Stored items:
*** Begin section ***
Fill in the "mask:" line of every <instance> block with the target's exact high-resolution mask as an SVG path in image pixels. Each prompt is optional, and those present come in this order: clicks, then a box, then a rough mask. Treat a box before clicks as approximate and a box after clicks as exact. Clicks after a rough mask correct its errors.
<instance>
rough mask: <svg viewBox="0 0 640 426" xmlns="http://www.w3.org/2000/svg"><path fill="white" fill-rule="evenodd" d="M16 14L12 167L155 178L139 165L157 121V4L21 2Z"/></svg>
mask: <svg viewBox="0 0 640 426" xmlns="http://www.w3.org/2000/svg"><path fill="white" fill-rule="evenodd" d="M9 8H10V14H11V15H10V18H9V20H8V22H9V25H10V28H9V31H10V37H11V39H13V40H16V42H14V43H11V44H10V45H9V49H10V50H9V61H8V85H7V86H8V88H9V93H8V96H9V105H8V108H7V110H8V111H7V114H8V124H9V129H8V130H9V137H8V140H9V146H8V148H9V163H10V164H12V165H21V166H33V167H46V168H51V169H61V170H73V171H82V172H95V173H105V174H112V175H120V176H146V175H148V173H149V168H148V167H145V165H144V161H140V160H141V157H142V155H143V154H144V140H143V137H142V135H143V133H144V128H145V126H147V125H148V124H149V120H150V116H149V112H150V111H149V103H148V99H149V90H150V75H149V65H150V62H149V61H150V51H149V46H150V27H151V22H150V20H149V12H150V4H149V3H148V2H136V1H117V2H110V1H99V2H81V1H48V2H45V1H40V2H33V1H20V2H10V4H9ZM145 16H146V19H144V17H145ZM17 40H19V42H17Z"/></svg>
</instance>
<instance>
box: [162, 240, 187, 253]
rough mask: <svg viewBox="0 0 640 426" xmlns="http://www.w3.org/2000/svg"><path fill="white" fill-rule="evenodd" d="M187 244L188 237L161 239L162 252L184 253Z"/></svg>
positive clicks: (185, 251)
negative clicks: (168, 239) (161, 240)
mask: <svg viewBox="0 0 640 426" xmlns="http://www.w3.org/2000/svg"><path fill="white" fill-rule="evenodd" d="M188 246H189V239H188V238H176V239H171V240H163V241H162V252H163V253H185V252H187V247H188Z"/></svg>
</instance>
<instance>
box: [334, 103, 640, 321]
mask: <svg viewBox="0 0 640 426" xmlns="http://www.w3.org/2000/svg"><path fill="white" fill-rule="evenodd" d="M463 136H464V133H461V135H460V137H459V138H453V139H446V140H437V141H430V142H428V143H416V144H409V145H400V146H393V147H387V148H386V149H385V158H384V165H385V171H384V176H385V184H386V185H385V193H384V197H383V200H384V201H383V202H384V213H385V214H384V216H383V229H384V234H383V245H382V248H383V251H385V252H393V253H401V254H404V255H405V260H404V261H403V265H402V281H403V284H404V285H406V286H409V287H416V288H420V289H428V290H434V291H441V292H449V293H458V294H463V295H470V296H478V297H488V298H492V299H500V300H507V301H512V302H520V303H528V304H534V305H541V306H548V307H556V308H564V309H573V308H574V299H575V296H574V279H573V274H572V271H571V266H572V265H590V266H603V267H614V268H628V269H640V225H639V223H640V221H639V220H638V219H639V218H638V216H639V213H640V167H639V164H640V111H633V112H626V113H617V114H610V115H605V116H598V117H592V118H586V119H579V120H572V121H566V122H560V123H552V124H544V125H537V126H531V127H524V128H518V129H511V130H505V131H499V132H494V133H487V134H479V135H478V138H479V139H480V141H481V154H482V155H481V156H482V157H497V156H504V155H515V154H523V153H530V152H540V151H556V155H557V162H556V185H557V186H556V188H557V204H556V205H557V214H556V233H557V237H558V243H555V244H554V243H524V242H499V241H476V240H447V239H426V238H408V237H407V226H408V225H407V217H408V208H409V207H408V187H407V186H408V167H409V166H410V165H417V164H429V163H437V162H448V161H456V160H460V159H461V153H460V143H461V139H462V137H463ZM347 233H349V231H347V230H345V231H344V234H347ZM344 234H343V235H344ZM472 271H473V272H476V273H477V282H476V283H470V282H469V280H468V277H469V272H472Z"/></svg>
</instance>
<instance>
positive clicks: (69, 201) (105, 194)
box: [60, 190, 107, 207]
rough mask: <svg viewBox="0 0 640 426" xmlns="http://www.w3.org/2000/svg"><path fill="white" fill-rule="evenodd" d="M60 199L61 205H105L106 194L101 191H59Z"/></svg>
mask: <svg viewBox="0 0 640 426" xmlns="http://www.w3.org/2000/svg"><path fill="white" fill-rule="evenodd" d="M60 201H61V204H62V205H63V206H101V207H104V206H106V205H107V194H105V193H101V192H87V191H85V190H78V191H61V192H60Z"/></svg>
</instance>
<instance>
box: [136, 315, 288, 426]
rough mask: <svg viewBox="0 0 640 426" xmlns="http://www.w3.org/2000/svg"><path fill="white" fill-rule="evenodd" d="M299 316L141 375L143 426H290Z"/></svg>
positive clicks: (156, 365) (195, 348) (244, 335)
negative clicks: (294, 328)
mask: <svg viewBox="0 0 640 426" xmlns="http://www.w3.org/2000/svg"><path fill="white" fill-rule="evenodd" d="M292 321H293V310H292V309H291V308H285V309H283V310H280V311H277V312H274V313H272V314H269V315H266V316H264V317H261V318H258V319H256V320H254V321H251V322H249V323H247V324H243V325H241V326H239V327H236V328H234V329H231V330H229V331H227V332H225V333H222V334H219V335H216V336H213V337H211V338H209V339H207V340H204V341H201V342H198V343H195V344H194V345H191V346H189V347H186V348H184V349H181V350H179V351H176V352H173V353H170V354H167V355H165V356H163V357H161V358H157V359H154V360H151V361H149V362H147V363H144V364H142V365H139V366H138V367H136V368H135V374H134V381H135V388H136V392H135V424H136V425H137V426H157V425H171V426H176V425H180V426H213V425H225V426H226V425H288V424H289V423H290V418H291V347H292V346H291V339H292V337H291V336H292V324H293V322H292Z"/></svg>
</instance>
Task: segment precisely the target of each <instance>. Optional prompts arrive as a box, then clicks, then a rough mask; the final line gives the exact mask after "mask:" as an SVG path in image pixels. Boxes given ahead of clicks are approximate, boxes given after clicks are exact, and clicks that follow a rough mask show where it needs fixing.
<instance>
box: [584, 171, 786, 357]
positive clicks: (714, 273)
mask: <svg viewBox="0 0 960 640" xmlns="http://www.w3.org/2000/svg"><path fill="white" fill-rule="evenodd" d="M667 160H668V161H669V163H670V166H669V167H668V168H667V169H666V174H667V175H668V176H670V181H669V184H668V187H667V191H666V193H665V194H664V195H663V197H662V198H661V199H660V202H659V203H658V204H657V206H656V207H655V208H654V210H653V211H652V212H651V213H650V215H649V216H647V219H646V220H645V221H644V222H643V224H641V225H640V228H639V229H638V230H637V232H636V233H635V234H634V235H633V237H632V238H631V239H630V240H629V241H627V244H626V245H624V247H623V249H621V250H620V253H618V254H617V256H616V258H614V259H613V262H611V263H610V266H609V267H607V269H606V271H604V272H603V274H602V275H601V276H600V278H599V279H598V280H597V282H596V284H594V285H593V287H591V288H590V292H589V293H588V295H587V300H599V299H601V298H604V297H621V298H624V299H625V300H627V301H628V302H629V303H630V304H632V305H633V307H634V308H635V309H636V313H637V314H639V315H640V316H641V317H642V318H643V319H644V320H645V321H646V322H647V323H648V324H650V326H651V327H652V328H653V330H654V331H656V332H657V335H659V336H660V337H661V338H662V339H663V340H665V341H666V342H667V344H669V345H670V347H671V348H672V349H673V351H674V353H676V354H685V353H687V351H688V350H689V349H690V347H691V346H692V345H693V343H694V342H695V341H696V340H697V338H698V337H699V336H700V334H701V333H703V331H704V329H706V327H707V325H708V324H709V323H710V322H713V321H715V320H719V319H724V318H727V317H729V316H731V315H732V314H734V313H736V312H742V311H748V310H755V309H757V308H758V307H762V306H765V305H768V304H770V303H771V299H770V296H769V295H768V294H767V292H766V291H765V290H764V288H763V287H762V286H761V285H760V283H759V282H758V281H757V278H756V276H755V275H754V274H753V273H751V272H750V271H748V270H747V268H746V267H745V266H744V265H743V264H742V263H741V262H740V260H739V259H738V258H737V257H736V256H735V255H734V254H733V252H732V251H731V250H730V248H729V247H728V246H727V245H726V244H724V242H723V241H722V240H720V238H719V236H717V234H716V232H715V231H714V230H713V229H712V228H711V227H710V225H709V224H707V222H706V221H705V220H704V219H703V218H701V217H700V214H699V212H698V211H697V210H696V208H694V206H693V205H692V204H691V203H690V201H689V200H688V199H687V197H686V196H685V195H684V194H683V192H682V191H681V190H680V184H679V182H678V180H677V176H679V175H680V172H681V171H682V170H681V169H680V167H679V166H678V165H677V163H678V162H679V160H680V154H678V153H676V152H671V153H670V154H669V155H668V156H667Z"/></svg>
*** End section ***
◆ **TASK ITEM**:
When the line with "199L61 205H105L106 194L101" is reached in the data above, begin copying, and stop after the line with "positive clicks: (156, 365)"; copy each line exactly, both ends included.

◆ **WRITTEN ANSWER**:
rough mask: <svg viewBox="0 0 640 426" xmlns="http://www.w3.org/2000/svg"><path fill="white" fill-rule="evenodd" d="M60 199L61 205H105L106 194L101 191H59Z"/></svg>
mask: <svg viewBox="0 0 640 426" xmlns="http://www.w3.org/2000/svg"><path fill="white" fill-rule="evenodd" d="M60 201H61V204H62V205H63V206H101V207H104V206H106V205H107V194H105V193H101V192H87V191H85V190H78V191H61V192H60Z"/></svg>
</instance>
<instance>
box: [136, 315, 288, 426]
rough mask: <svg viewBox="0 0 640 426" xmlns="http://www.w3.org/2000/svg"><path fill="white" fill-rule="evenodd" d="M299 316L141 375L143 426H290Z"/></svg>
positive clicks: (156, 365) (195, 348) (244, 335)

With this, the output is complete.